Records shown:
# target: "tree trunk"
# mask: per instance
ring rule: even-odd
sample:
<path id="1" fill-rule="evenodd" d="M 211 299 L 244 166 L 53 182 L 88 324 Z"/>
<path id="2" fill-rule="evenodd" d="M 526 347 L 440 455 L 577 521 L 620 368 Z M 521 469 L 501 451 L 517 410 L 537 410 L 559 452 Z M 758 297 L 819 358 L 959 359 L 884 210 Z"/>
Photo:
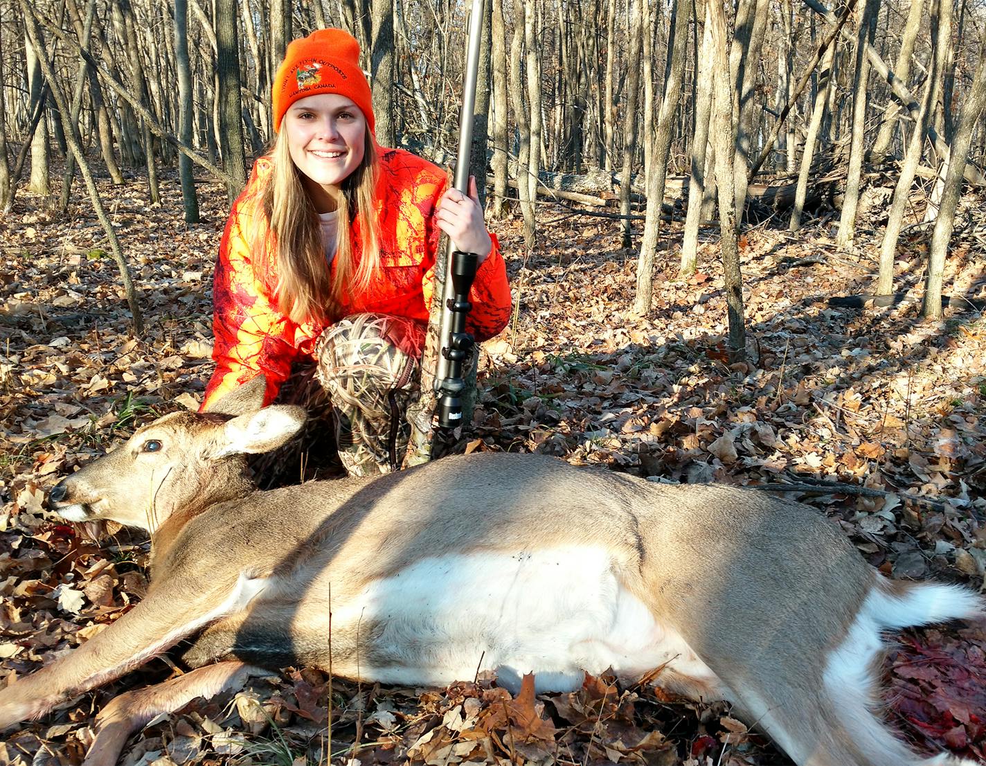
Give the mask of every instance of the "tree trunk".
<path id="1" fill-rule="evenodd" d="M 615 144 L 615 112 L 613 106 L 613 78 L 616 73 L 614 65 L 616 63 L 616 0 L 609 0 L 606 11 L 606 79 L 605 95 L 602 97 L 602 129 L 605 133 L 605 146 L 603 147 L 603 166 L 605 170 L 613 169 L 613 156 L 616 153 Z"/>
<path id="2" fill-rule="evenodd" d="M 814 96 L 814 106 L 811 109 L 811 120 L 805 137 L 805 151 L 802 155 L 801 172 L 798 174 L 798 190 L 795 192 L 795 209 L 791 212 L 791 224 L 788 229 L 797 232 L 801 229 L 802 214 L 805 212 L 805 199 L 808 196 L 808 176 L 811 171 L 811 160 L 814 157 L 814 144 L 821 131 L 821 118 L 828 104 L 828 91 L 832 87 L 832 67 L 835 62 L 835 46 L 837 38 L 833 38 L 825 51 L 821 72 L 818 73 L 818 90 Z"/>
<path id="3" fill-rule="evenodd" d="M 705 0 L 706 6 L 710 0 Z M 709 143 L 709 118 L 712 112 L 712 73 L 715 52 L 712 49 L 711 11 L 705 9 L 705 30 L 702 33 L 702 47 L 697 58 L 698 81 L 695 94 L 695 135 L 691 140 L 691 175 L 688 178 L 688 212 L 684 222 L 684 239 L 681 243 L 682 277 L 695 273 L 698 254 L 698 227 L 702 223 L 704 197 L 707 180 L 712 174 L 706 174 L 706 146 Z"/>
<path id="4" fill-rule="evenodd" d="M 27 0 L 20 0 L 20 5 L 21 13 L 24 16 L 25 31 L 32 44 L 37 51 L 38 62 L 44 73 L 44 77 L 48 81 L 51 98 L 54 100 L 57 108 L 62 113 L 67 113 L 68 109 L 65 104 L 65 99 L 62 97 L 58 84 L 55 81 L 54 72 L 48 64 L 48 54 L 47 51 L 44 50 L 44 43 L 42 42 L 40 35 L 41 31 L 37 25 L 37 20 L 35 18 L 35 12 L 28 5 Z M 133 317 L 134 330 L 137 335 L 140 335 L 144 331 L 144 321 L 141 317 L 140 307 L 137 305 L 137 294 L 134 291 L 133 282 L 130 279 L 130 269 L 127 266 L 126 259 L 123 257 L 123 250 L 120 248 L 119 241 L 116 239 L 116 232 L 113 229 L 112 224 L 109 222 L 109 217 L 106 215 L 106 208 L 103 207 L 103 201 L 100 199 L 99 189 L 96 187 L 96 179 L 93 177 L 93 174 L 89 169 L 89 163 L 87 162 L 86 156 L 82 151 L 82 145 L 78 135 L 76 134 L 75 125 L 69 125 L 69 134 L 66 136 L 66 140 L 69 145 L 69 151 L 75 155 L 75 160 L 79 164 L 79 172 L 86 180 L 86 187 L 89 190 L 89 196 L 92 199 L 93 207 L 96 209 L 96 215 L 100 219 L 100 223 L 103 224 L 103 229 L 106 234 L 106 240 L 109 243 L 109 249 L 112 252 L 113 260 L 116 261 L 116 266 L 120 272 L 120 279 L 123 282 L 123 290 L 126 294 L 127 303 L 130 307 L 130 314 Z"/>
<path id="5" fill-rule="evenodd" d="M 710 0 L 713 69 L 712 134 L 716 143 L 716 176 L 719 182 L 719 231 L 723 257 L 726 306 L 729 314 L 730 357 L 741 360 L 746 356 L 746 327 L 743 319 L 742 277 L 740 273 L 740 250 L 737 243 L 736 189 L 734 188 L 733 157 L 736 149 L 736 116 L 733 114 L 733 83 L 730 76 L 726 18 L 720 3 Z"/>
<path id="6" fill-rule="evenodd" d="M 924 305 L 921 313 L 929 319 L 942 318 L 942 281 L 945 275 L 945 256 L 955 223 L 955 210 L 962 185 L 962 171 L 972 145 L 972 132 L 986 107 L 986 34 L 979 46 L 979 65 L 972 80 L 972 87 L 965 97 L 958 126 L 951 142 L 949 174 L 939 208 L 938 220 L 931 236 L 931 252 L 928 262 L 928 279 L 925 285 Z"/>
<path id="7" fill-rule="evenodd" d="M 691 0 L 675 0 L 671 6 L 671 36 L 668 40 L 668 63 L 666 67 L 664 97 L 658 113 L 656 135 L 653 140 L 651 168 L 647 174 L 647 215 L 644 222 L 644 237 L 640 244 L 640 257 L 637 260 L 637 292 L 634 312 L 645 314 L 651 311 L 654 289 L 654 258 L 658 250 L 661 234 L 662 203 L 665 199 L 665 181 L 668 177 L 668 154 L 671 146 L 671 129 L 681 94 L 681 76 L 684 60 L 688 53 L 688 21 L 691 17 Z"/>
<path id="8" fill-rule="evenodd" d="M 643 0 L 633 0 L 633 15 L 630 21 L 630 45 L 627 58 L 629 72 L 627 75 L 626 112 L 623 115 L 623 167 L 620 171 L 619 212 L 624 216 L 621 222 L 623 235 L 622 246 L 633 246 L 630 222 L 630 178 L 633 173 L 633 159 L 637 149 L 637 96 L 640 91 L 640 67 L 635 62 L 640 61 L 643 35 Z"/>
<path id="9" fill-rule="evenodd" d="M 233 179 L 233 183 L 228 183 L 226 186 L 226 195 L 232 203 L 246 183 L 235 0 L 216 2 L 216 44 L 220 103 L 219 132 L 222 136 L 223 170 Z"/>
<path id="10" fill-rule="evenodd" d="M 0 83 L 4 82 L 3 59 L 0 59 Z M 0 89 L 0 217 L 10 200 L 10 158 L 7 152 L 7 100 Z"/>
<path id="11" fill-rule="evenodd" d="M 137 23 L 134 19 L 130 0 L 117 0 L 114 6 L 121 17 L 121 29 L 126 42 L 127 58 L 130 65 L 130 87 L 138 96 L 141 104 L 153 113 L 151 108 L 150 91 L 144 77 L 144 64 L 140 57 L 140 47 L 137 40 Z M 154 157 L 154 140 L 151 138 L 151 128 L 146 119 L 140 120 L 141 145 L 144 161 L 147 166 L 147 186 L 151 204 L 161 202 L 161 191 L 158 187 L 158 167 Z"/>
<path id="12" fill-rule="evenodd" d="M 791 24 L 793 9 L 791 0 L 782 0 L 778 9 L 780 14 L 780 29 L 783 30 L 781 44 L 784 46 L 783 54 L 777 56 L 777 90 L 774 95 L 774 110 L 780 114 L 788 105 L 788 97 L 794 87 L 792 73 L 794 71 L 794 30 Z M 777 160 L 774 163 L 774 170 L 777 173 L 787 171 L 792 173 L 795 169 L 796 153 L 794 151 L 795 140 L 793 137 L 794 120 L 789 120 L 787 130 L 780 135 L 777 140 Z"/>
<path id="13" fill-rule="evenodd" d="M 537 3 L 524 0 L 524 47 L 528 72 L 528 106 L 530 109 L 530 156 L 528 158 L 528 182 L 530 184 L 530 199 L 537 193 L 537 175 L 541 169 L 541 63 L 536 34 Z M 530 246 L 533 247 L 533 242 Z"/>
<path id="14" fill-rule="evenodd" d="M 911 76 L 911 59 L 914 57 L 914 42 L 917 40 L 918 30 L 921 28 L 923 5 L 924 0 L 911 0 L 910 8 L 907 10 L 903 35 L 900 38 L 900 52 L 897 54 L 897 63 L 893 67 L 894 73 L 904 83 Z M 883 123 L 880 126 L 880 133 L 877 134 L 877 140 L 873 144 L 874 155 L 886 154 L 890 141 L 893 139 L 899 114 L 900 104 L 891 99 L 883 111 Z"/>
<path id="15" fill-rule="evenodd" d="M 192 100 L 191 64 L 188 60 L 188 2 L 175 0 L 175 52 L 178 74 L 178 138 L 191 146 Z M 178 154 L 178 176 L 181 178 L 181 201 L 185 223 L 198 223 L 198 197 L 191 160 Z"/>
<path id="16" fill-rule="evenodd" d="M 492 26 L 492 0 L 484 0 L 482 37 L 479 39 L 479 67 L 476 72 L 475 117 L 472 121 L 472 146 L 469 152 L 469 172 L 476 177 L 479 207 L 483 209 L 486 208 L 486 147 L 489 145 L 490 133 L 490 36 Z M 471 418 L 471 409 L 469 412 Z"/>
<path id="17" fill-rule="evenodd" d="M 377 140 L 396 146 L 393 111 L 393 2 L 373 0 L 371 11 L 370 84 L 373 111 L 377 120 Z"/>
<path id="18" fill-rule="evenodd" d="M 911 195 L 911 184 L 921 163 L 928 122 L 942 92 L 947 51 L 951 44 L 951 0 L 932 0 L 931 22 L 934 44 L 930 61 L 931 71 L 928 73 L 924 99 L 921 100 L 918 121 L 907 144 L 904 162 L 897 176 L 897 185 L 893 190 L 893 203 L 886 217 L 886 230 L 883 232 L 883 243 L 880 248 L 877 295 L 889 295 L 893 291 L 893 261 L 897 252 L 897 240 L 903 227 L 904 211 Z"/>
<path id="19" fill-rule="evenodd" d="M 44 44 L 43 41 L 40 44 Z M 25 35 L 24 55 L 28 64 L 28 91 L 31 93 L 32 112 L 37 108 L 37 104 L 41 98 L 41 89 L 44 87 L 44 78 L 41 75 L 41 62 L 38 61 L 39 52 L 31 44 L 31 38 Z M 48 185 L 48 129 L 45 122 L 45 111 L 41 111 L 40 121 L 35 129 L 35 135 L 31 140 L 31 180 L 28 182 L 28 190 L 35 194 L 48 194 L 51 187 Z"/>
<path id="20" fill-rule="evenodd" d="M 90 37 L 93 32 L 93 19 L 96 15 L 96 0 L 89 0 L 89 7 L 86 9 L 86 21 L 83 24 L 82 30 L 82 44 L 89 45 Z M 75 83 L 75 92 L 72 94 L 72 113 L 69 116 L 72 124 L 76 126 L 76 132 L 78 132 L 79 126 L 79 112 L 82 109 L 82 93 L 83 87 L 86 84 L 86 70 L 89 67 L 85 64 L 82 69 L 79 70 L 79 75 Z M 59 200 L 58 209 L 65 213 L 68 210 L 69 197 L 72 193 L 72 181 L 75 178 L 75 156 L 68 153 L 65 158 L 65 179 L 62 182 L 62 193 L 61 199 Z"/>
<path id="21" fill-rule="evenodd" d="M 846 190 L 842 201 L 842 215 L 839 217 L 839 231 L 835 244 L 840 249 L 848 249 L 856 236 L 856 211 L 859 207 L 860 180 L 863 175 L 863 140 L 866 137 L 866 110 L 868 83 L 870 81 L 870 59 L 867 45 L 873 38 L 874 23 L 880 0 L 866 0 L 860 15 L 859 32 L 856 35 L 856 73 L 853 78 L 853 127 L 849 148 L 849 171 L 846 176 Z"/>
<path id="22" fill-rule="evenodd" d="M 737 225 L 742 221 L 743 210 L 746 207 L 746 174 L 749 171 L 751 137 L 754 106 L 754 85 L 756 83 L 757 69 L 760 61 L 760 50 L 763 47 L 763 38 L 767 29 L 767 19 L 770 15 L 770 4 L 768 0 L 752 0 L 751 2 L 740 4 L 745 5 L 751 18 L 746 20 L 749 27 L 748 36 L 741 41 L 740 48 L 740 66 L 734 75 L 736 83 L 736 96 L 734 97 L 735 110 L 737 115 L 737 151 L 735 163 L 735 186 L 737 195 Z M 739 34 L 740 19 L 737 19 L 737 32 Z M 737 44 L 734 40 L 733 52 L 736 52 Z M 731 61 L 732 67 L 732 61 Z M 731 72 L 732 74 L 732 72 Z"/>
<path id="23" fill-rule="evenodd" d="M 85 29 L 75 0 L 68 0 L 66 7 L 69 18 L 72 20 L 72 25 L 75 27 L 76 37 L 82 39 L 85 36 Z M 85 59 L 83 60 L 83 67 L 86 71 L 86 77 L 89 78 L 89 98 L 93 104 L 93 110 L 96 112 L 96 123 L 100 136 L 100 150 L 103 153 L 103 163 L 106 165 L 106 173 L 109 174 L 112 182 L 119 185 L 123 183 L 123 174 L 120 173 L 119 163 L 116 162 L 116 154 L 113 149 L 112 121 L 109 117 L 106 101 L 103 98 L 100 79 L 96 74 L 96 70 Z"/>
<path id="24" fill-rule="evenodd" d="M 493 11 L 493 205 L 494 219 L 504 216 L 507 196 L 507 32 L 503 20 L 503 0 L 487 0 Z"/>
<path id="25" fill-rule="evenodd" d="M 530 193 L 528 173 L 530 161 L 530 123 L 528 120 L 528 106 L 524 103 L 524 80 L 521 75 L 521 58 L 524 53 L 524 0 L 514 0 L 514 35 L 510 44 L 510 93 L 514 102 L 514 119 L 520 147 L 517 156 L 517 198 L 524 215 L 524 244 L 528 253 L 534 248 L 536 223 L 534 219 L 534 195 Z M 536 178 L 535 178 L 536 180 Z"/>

* * *

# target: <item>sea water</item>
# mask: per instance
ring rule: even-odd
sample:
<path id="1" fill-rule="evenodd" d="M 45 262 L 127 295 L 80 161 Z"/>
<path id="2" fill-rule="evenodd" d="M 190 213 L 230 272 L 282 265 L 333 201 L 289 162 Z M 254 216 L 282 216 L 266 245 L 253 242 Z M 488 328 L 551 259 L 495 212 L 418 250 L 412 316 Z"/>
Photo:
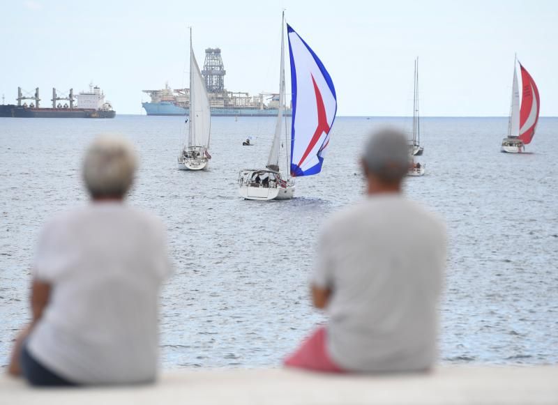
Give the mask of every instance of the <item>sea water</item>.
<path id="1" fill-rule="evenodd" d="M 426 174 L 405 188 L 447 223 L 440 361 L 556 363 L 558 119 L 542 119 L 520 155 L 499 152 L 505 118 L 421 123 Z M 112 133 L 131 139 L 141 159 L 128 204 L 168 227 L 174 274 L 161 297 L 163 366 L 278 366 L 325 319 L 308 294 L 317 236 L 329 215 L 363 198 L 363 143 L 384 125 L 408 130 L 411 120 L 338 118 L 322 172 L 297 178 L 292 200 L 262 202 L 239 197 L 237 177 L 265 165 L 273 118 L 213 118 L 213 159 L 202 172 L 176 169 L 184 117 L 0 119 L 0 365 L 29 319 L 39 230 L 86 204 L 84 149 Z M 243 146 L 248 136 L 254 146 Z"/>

Short problem: How many lines in the records above contain the string "water", with case counting? Give only the number.

Reply to the task: 2